GIVEN EXERCISE 1: In the Kafka and Pulsar excerpt below, what two methods does Kafka have for replication?
GIVEN EXERCISE 2:
Does each statement agree with the Kafka and Pulsar excerpt below? Answer yes or no and quote the deciding words.
(a) Pulsar provides geo-replication without extra setup.
(b) Mirror Maker 2 is available only to those who have bought a Confluent licence.
(c) Multi DC operation on the Confluent Platform will be offered free of charge.
GIVEN EXERCISE 3: Rewrite the paragraph in the Kafka and Pulsar excerpt below that begins "Kafka has two methods for replication" as a short bulleted list, keeping its main facts.

With KIP-500 improvement proposal, the removal of Zookeeper in Kafka will happen – it’s currently being tested. This means that Kafka will operate on it’s own, only relying on the operating brokers for all the cluster metadata. It’s worth noting that Kafka can still be run in “legacy mode” if you still want to have Zookeeper handle its metadata.

Multi Data Center Replication 

For me Pulsar wins the replication battle, it provides geo-replication out of the box. A replicated cluster can be created across multiple data centers. Applications can be blocked from consuming from local clusters until messages have been replicated and acknowledged.

Kafka has two methods for replication, Mirror Maker 2 or Confluent Replicator. If you are using the Apache Kafka distribution then you have Mirror Maker 2, it works well but takes time to configure. If you have purchased a Confluent licence then Replicator is available to you as a standalone application or a connector running on a Kafka Connect node.

Offset handling is incredibly difficult to achieve with replicated Kafka, with some custom API coding required in applications to read from the replicated cluster. Pulsar doesn’t suffer from these problems. It’s worth pointing out that multi DC operation is coming to the Confluent Platform in the future but will be part of the paid for licence.

Service Discovery

If you have used Kafka then you will be aware of the properties configuration and the adding of bootstrap servers, broker lists or Zookeeper nodes depending on the operation you are doing. When new brokers are added then properties need amending with the new addresses appended to the configuration.

EXCERPTED DATA:
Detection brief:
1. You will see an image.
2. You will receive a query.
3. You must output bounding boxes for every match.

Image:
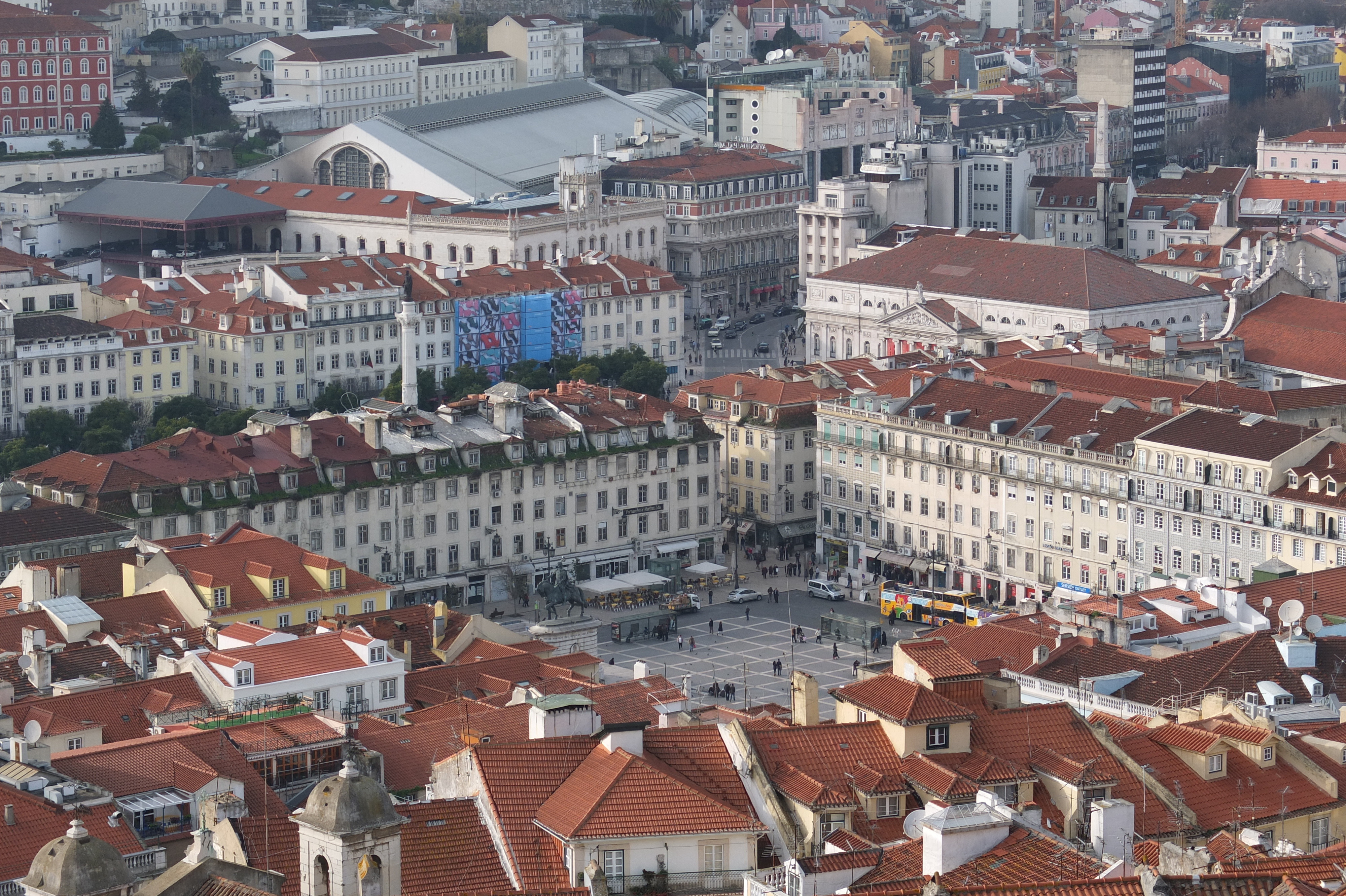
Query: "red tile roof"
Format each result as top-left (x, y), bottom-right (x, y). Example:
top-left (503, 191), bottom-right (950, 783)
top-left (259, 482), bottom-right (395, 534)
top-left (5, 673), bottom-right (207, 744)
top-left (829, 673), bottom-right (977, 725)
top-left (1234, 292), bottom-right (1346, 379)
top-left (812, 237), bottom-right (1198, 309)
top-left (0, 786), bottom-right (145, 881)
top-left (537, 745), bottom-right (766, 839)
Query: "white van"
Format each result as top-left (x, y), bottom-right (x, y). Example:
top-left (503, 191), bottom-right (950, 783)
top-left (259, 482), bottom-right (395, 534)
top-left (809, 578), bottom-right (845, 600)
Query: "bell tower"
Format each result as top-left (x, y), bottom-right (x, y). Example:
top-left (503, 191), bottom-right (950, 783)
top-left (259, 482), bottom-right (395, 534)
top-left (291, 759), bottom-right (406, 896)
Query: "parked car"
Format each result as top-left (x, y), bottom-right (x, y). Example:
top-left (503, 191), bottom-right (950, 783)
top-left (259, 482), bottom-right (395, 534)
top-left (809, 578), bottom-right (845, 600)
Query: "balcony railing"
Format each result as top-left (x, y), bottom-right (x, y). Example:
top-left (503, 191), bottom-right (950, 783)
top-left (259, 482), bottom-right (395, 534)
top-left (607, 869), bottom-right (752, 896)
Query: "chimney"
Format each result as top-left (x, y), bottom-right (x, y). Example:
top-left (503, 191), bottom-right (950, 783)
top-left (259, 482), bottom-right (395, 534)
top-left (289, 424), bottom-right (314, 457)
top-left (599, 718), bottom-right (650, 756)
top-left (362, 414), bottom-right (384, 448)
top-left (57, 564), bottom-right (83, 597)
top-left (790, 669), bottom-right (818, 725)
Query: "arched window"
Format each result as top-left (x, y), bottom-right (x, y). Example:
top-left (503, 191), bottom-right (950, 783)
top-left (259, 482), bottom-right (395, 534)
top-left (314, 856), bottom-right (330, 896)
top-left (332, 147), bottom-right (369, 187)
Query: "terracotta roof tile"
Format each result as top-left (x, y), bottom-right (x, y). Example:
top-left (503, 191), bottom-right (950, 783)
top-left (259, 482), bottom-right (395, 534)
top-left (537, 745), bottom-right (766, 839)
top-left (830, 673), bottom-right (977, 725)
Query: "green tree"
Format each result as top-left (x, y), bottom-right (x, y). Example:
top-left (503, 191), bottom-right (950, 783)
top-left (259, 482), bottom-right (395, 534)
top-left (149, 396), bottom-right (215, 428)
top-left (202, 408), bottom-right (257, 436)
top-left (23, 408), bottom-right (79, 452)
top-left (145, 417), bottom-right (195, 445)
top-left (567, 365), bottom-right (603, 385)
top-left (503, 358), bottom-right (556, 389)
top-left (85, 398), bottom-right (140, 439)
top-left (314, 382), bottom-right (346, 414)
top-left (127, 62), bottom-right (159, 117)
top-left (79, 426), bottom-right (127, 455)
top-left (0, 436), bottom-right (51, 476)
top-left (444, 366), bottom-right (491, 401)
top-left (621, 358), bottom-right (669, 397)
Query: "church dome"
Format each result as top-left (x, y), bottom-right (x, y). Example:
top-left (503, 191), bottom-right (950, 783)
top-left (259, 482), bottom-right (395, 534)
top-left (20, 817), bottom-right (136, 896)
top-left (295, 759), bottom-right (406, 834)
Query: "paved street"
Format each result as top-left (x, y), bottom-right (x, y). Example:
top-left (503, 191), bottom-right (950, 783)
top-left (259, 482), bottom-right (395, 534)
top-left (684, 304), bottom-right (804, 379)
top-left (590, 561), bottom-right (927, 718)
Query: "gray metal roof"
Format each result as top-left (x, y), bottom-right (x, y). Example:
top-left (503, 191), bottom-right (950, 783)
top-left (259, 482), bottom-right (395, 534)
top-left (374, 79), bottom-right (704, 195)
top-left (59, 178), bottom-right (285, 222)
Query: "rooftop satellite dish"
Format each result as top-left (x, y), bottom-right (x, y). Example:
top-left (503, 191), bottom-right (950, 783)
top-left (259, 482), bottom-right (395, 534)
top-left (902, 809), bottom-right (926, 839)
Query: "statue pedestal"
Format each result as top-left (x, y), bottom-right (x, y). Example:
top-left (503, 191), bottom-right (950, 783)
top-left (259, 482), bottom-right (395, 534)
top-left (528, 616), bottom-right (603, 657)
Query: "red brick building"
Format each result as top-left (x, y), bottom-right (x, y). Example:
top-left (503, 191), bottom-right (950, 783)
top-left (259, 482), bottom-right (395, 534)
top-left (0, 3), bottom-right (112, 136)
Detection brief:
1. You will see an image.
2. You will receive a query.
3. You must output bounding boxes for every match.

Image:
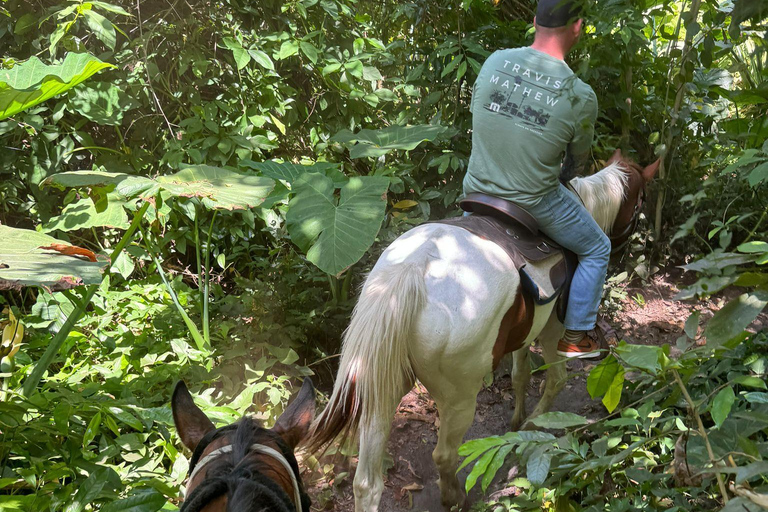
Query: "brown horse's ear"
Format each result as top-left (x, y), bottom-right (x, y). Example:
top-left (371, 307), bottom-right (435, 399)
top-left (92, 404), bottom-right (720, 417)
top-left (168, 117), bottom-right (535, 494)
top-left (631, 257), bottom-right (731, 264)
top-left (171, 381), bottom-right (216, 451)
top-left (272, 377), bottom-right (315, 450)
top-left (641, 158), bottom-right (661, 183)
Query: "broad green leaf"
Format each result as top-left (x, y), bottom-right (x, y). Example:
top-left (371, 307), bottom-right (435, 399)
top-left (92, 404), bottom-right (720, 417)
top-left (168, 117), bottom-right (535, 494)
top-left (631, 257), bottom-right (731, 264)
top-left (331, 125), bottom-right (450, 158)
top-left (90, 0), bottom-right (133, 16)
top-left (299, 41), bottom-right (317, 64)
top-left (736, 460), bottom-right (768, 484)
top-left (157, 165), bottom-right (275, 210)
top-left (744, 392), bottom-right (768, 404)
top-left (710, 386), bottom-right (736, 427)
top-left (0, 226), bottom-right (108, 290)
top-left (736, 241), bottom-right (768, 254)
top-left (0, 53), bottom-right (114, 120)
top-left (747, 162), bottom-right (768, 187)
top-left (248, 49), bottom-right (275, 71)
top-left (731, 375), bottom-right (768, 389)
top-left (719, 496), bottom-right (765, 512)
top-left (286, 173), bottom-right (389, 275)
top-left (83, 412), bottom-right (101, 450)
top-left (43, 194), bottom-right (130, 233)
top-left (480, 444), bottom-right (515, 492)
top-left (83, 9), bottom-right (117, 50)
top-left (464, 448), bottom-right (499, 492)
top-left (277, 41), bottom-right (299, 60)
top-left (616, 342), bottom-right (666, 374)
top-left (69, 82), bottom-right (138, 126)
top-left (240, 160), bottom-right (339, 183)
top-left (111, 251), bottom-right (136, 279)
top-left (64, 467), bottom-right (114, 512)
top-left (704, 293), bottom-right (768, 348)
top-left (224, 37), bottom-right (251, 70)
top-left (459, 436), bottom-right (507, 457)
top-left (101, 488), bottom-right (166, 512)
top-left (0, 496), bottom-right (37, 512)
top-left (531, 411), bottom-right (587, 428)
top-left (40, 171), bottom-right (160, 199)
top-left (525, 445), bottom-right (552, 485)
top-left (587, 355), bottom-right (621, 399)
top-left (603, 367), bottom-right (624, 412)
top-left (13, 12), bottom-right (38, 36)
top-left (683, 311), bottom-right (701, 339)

EXPECTED ANSWER 1: Mirror Maker 2 and Confluent Replicator.

EXPECTED ANSWER 2:
(a) Yes: "it provides geo-replication out of the box"
(b) No: "If you are using the Apache Kafka distribution then you have Mirror Maker 2"
(c) No: "will be part of the paid for licence"

EXPECTED ANSWER 3:
- Kafka has two replication methods: Mirror Maker 2 and Confluent Replicator.
- Mirror Maker 2 comes with the Apache Kafka distribution; it works well but takes time to configure.
- Replicator is available with a purchased Confluent licence, either as a standalone application or as a connector running on a Kafka Connect node.